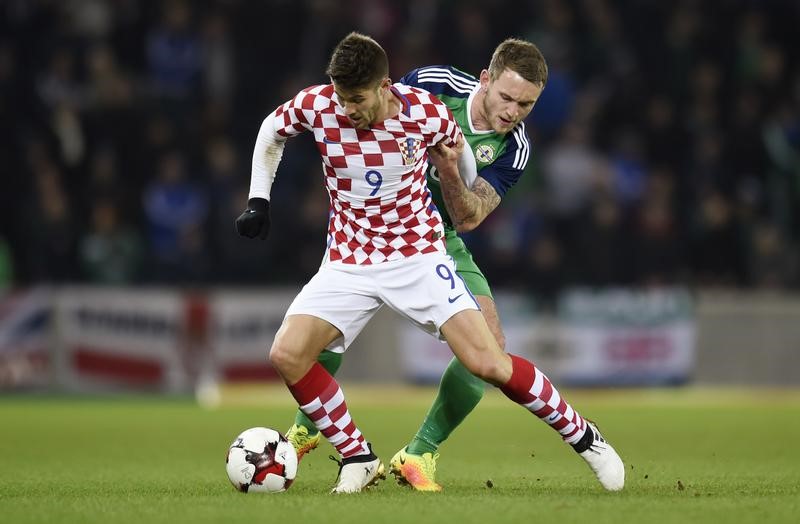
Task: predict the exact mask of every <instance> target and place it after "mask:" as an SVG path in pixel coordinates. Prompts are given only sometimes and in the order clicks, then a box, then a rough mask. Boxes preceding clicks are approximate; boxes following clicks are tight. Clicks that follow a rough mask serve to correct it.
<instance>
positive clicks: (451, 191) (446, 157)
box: [428, 143, 500, 233]
mask: <svg viewBox="0 0 800 524" xmlns="http://www.w3.org/2000/svg"><path fill="white" fill-rule="evenodd" d="M428 154H429V156H430V159H431V163H432V164H433V165H434V166H436V170H437V171H438V173H439V181H440V183H441V189H442V198H443V199H444V204H445V206H446V207H447V212H448V213H449V214H450V218H451V220H452V221H453V225H454V226H455V228H456V231H458V232H459V233H464V232H466V231H472V230H473V229H475V228H476V227H478V225H479V224H480V223H481V222H483V220H484V219H485V218H486V217H487V216H489V213H491V212H492V211H494V209H495V208H496V207H497V206H498V205H499V204H500V195H498V194H497V191H495V189H494V188H493V187H492V186H491V184H489V183H488V182H487V181H486V180H484V179H483V178H481V177H479V176H476V177H475V181H474V182H473V183H472V185H471V187H467V185H466V184H465V183H464V181H463V180H462V177H461V175H460V174H459V166H461V165H463V164H464V162H463V161H460V158H459V157H463V156H464V154H466V155H468V156H469V157H470V158H471V159H472V164H473V165H474V163H475V159H474V158H473V157H472V153H471V152H470V149H469V148H463V151H459V150H458V149H457V148H453V147H447V146H446V145H444V144H441V143H440V144H439V145H437V146H436V147H433V148H430V149H429V150H428Z"/></svg>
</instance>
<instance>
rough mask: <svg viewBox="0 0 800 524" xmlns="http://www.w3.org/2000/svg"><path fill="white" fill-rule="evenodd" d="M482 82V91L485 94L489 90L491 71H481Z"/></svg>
mask: <svg viewBox="0 0 800 524" xmlns="http://www.w3.org/2000/svg"><path fill="white" fill-rule="evenodd" d="M480 82H481V89H482V90H483V92H484V93H485V92H486V91H488V90H489V71H488V70H487V69H484V70H483V71H481V76H480Z"/></svg>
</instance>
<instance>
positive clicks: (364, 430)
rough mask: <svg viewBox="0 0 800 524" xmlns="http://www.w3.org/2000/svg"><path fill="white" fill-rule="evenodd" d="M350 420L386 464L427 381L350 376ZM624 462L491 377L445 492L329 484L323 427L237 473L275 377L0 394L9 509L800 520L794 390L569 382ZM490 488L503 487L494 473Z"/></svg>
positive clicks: (566, 393)
mask: <svg viewBox="0 0 800 524" xmlns="http://www.w3.org/2000/svg"><path fill="white" fill-rule="evenodd" d="M344 390H345V394H346V395H347V397H348V402H349V405H350V408H351V412H352V414H353V416H354V419H355V420H356V422H357V423H358V424H359V426H360V427H361V429H362V430H363V431H364V433H365V435H366V436H367V437H368V438H369V439H370V440H371V441H372V442H373V444H374V448H375V451H376V452H377V453H378V454H379V455H380V456H381V457H382V458H383V459H384V462H386V463H387V466H388V460H389V459H390V458H391V456H392V455H393V454H394V453H395V451H397V449H399V447H400V446H401V445H402V444H404V442H405V441H406V439H407V438H408V437H410V436H411V434H412V433H413V432H414V431H415V430H416V428H417V426H418V425H419V422H420V421H421V419H422V416H423V414H424V412H425V410H426V408H427V406H428V403H429V402H430V400H431V399H432V398H433V395H434V391H433V390H432V389H397V388H395V389H382V388H364V387H362V386H355V385H353V386H348V385H345V386H344ZM565 394H566V396H567V398H569V399H570V400H571V401H572V403H573V405H574V406H575V407H576V408H578V410H579V411H581V412H582V413H583V414H584V415H585V416H588V417H590V418H593V419H595V420H596V421H597V422H598V423H599V425H600V428H601V429H602V430H603V431H604V433H605V434H606V436H607V437H608V439H609V440H610V441H611V442H612V443H613V444H614V445H615V447H616V448H617V450H618V451H619V452H620V454H621V455H622V458H623V460H624V461H625V463H626V472H627V482H626V487H625V490H624V491H623V492H621V493H606V492H604V491H603V490H602V488H600V486H599V484H598V483H597V482H596V480H595V479H594V476H593V475H592V474H591V472H590V471H589V469H588V468H587V467H586V466H585V465H584V463H583V462H582V461H581V460H580V458H579V457H578V456H577V455H575V453H574V452H573V451H572V450H571V449H569V447H568V446H566V445H564V444H563V443H561V442H560V440H559V438H558V436H557V435H556V434H555V433H554V432H553V431H552V430H550V429H549V428H548V427H547V426H546V425H545V424H543V423H542V422H539V421H538V420H536V419H534V417H532V416H531V415H529V414H527V412H525V411H524V410H523V409H522V408H519V407H518V406H514V405H512V404H511V403H509V402H507V401H506V400H505V399H503V398H502V397H501V395H499V394H498V393H497V392H496V391H494V390H492V391H489V392H487V396H486V398H485V399H484V401H483V402H482V403H481V405H479V406H478V408H477V409H476V410H475V412H474V413H473V414H472V416H471V417H470V418H468V419H467V421H466V422H465V423H464V425H463V426H462V427H461V428H459V430H458V431H457V432H456V433H455V434H454V435H453V436H452V438H451V439H450V440H449V441H448V442H446V443H445V445H444V446H443V447H442V448H441V450H440V451H441V458H440V459H439V466H438V468H439V469H438V479H439V481H440V482H441V483H442V484H443V485H444V486H445V491H444V492H443V493H441V494H421V493H414V492H412V491H410V490H409V489H407V488H403V487H400V486H398V485H396V484H395V483H394V481H393V480H392V479H391V478H389V479H387V481H386V482H384V483H381V484H379V485H378V486H376V487H375V488H373V489H372V490H370V491H369V492H366V493H362V494H358V495H350V496H333V495H329V494H328V491H329V489H330V487H331V485H332V484H333V482H334V477H335V475H336V471H337V467H336V465H335V464H334V463H333V462H332V461H330V460H329V459H328V455H329V454H331V453H332V451H333V448H331V446H330V445H329V444H327V443H324V444H323V445H322V446H321V447H320V449H318V450H316V451H314V452H313V453H311V454H310V455H309V456H308V457H307V458H306V459H304V461H303V462H302V463H301V465H300V470H299V473H298V477H297V481H296V482H295V484H294V485H293V486H292V488H291V489H290V490H289V491H288V492H286V493H282V494H278V495H259V494H248V495H245V494H241V493H238V492H236V491H235V490H234V489H233V487H231V485H230V484H229V483H228V480H227V477H226V475H225V468H224V458H225V454H226V451H227V445H228V444H229V443H230V441H232V440H233V438H234V437H235V436H236V435H237V434H238V433H239V432H240V431H241V430H243V429H245V428H248V427H252V426H259V425H263V426H271V427H275V428H277V429H281V430H284V429H285V428H286V427H288V426H289V424H290V421H291V418H292V416H293V412H294V410H293V406H292V404H291V399H290V397H289V396H288V394H286V392H285V391H284V390H283V389H282V388H280V387H255V388H251V389H250V390H249V392H246V391H242V390H241V389H229V390H225V393H224V395H223V403H222V405H221V406H219V407H218V408H217V409H203V408H201V407H198V406H197V405H196V404H195V403H194V402H193V401H190V400H181V399H163V398H157V397H152V398H150V397H147V398H141V397H137V398H114V399H93V398H58V397H46V398H44V397H26V396H8V395H6V396H0V520H2V522H7V523H33V522H40V523H52V522H58V523H71V522H76V523H102V524H108V523H141V522H146V523H179V522H188V523H193V524H200V523H206V522H228V523H235V522H242V523H254V522H255V523H265V524H266V523H280V524H289V523H305V524H309V523H311V522H318V523H323V522H334V523H346V524H360V523H370V524H375V523H381V522H389V523H393V524H401V523H414V524H422V523H427V522H432V523H433V522H435V523H449V522H455V523H458V524H464V523H468V522H480V523H494V522H509V523H527V522H542V523H544V522H561V523H572V522H576V523H577V522H583V523H587V522H589V523H592V524H599V523H606V522H608V523H612V522H613V523H619V522H637V523H640V522H646V523H647V524H653V523H660V522H676V523H677V522H680V523H684V522H730V523H740V522H758V523H760V524H765V523H773V522H798V518H800V517H798V515H800V448H799V447H798V442H800V393H798V392H797V391H774V390H754V391H752V392H750V393H748V392H747V391H744V390H724V391H697V390H692V389H687V390H683V389H678V390H656V391H651V390H620V391H611V392H607V391H566V392H565ZM490 486H491V487H490Z"/></svg>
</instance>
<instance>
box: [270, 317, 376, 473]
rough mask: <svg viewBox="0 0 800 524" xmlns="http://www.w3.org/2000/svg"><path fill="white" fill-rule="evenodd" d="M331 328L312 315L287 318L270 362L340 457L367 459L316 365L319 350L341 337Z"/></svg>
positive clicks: (366, 452) (341, 399) (326, 381)
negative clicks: (281, 377)
mask: <svg viewBox="0 0 800 524" xmlns="http://www.w3.org/2000/svg"><path fill="white" fill-rule="evenodd" d="M341 336H342V334H341V332H340V331H339V330H338V329H336V328H335V327H334V326H333V325H332V324H330V323H328V322H327V321H325V320H322V319H320V318H317V317H314V316H312V315H288V316H287V317H286V318H285V319H284V321H283V324H282V325H281V328H280V329H279V330H278V333H277V334H276V335H275V341H274V342H273V344H272V349H271V350H270V355H269V357H270V362H272V365H273V366H274V367H275V369H276V371H278V373H279V374H280V375H281V377H283V380H284V382H286V385H287V386H288V388H289V392H290V393H291V394H292V396H293V397H294V398H295V400H297V403H298V404H299V405H300V409H301V410H302V411H303V412H304V413H305V414H306V415H307V416H308V417H309V419H310V420H311V421H312V422H313V423H314V425H315V426H316V428H317V429H318V430H319V431H321V432H322V434H323V435H325V438H327V439H328V441H329V442H330V443H331V444H332V445H333V446H334V447H335V448H336V450H337V451H338V452H339V453H340V454H341V456H342V457H344V458H348V457H352V456H356V455H369V454H371V453H372V452H371V450H370V449H369V447H368V445H367V443H366V441H365V439H364V437H363V435H362V434H361V431H359V429H358V428H357V427H356V425H355V423H354V422H353V420H352V418H351V417H350V413H349V411H348V409H347V404H346V403H345V400H344V395H343V394H342V390H341V389H340V388H339V385H338V384H337V383H336V381H335V380H334V379H333V377H332V376H331V375H330V373H328V372H327V371H326V370H325V368H323V367H322V366H321V365H320V364H319V363H317V362H316V359H317V357H318V356H319V354H320V352H322V349H323V348H324V347H326V346H327V345H328V344H330V343H331V342H333V340H335V339H336V338H338V337H341Z"/></svg>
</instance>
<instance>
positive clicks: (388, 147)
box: [274, 84, 461, 264]
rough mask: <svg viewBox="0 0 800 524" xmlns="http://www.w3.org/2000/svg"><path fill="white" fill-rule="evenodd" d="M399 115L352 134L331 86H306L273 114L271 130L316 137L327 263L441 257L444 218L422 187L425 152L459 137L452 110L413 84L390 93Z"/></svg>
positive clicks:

### Task details:
Write out exactly the lines from the one containing "box: [274, 84, 461, 264]" through the end of the data, both included. Add nothing else.

### Response to this task:
box: [274, 84, 461, 264]
rough mask: <svg viewBox="0 0 800 524" xmlns="http://www.w3.org/2000/svg"><path fill="white" fill-rule="evenodd" d="M399 115L352 134L331 86H306L273 114L271 130L316 137L327 263L441 257L444 218L422 187L425 152L459 137L452 110L413 84L390 93Z"/></svg>
positive clicks:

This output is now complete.